— start of PASSAGE —

In typical American fashion (i.e. mostly clueless about authors in countries other than America and England), before this book was chosen for the Connecticut mystery book club, I'd never heard of Maj Sjöwall and Per Wahlöö, who wrote ten Martin Beck mysteries together before Per died. Also, in typical American fashion, I'd never read any Swedish mysteries until The Girl with the Dragon Tattoo became impossible to ignore, and my curiosity got the best of me. I've now read two Swedish mysteries. Based on this completely unscientific sample, I'd say that Swedish mystery writers are a bit obsessed with sex, especially -- shall we say? -- abnormal sex.

Of course, many American mystery writers are obsessed with sex, as well, and this book did happen to have been written during the height of the sexual revolution of the 1960s and early 1970s, so I can't fault it for its "adult" content, and I don't. I found that recent history part of the book fascinating (protests against the police, protests against the war in Vietnam), but there a. wasn't quite enough of it to satisfy me and b. what was there, was tossed about in a way that the authors figured their readers would know and understand. In other words, they didn't provide enough details for someone like me, reading the book 41 years after it was published who knows next to nothing about Stockholm today and even less about Stockholm 41 years ago.

Still, the purpose of this novel wasn't to provide Emily Barton with a detailed history of Stockholm circa 1968. It's a mystery, and as a mystery, it's quite good. The authors pulled me in very early on with a set-up that maybe someone smarter than I would have seen coming, but I didn't. I was immediately drawn to the main characters, especially poor Martin Beck, who suffered from a cold throughout the entire book. There were points at which I couldn't turn the pages fast enough, and I really empathized with the police who were stuck with, as the New York Times Book Review endorsement on the cover of my edition notes, "... an apparently clueless crime."

This clueless crime was a mass murder on a double decker bus that took place late one rainy, mid-November night. The first two policemen to arrive on the scene bungle the investigation so much that, even if there had been clues, there are none left. The scene in which senior policeman Gunvald Larsson (a character I'd probably find obnoxious if I met him in real life, but whose sarcasm provides wonderful comic relief in this gritty tale) chews them out for their incompetence made me chuckle. At first, it seems as if the crime is just a random act committed by a lunatic, but Martin Beck, in a police briefing, soon notes,

'It seems far too well thought out. A mentally deranged mass murderer doesn't act with such careful planning.' (p. 49)

— end of PASSAGE —

**SET TASK**
Reproduce the review word for word, everything from "This clueless crime" down to "planning.' (p. 49)".

— start of RECORDED DATA —

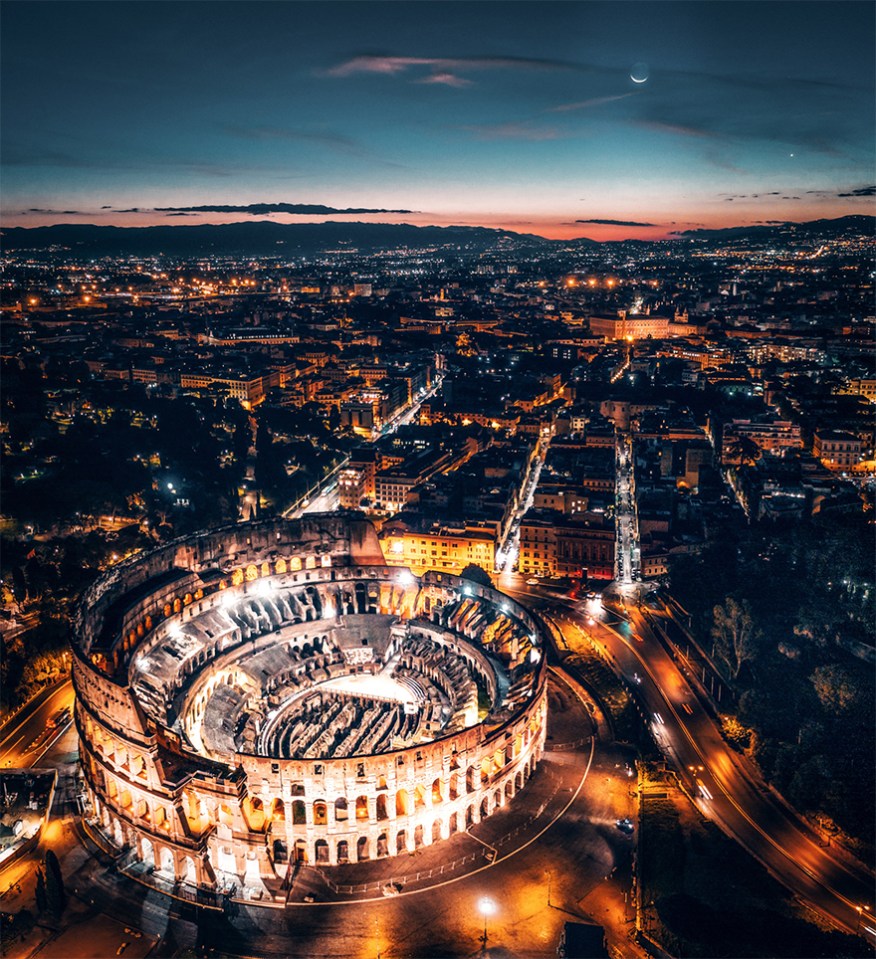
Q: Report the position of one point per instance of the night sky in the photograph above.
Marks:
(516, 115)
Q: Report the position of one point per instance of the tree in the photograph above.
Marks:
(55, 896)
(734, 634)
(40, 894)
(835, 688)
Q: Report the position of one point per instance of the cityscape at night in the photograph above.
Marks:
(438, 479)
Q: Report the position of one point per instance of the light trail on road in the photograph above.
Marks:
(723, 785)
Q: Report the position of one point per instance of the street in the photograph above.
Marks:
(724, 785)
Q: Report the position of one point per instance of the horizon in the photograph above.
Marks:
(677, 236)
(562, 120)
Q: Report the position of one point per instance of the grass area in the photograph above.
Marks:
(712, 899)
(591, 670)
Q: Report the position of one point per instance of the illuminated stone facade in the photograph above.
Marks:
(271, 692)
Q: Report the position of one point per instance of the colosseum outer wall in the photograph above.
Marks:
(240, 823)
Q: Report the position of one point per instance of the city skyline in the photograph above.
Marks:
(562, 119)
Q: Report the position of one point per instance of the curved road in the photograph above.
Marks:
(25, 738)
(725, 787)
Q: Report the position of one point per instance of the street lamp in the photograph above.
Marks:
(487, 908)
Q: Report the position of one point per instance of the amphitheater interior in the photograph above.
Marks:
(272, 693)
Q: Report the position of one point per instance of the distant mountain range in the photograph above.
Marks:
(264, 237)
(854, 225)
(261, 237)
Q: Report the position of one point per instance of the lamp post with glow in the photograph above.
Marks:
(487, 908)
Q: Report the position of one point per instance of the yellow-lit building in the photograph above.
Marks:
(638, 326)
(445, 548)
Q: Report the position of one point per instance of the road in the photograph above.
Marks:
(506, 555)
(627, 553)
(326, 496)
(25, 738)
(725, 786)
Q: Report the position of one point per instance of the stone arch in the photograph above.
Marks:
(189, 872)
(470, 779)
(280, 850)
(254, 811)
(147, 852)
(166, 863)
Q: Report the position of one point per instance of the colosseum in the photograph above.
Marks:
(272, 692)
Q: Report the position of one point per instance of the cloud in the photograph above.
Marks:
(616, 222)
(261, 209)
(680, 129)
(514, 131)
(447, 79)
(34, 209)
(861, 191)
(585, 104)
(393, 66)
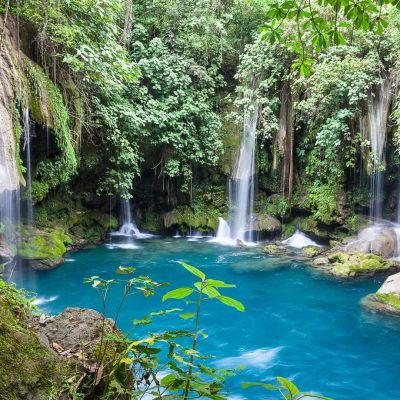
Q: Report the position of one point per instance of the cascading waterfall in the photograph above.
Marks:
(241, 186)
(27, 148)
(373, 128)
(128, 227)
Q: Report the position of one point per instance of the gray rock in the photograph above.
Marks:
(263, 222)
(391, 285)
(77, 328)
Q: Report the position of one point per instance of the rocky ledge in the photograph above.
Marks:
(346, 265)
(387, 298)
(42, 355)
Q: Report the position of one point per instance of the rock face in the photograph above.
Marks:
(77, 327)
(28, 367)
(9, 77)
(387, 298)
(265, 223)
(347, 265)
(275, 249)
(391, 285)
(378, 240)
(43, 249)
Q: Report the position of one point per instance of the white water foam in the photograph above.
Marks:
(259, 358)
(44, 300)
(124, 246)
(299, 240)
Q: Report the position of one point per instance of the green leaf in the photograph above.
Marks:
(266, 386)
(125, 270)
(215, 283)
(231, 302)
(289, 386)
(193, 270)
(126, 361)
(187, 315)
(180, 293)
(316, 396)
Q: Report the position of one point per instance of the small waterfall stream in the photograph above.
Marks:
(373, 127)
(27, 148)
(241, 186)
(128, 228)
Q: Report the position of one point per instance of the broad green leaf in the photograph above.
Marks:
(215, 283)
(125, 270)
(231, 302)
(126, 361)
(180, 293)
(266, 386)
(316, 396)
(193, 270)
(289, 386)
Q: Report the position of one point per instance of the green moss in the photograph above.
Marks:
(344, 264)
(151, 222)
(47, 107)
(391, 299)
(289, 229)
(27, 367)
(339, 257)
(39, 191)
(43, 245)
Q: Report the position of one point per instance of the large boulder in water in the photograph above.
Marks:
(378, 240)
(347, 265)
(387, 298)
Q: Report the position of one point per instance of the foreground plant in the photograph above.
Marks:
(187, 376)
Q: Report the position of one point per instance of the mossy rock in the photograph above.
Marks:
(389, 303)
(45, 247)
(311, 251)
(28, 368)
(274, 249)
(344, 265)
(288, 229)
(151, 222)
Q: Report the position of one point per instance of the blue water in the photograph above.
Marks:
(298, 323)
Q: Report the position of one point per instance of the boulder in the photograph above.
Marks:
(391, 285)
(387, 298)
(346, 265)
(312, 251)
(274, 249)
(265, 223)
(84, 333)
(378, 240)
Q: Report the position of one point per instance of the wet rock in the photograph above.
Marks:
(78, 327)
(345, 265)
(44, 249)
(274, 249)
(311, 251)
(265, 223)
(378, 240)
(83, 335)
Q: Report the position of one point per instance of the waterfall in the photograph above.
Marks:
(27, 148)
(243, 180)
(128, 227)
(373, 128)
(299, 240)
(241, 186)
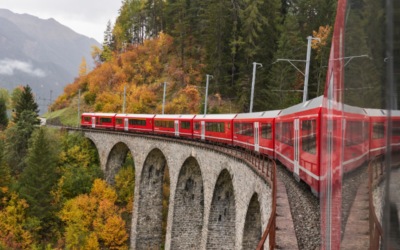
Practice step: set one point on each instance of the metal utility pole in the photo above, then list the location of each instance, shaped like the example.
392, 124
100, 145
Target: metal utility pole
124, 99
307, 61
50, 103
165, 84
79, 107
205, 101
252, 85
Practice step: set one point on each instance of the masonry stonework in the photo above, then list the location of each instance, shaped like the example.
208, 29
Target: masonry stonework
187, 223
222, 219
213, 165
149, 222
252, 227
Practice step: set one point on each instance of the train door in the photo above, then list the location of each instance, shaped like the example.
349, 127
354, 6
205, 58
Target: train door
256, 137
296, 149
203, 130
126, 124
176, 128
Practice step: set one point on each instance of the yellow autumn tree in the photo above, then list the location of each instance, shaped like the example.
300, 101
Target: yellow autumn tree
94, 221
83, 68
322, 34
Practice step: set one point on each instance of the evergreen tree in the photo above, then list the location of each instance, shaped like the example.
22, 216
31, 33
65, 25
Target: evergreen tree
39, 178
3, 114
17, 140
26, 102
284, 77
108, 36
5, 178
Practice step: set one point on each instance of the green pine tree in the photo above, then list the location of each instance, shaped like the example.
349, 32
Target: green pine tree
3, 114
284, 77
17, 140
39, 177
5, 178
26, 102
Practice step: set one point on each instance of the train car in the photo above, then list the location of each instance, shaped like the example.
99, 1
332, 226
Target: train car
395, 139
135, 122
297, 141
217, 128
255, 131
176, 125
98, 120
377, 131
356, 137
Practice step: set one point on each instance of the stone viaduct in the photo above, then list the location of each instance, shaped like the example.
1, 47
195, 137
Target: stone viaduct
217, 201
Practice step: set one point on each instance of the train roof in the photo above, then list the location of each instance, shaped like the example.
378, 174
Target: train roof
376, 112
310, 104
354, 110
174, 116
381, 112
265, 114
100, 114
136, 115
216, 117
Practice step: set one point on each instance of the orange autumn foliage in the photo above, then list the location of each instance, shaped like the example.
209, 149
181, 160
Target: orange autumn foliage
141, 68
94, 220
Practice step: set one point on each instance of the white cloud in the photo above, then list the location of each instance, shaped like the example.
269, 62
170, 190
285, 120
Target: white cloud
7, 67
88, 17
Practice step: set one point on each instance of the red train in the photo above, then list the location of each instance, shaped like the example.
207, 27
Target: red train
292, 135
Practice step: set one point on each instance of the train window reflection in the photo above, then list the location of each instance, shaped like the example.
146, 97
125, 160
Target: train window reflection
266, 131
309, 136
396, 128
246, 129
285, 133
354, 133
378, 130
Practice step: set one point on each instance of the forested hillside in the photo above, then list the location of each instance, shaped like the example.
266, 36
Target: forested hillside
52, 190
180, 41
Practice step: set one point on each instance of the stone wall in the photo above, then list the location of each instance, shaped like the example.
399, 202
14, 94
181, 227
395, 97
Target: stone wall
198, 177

— end of RECORDED DATA —

**SOLUTION TO THIS PROBLEM**
This clueless crime was a mass murder on a double decker bus that took place late one rainy, mid-November night. The first two policemen to arrive on the scene bungle the investigation so much that, even if there had been clues, there are none left. The scene in which senior policeman Gunvald Larsson (a character I'd probably find obnoxious if I met him in real life, but whose sarcasm provides wonderful comic relief in this gritty tale) chews them out for their incompetence made me chuckle. At first, it seems as if the crime is just a random act committed by a lunatic, but Martin Beck, in a police briefing, soon notes,

'It seems far too well thought out. A mentally deranged mass murderer doesn't act with such careful planning.' (p. 49)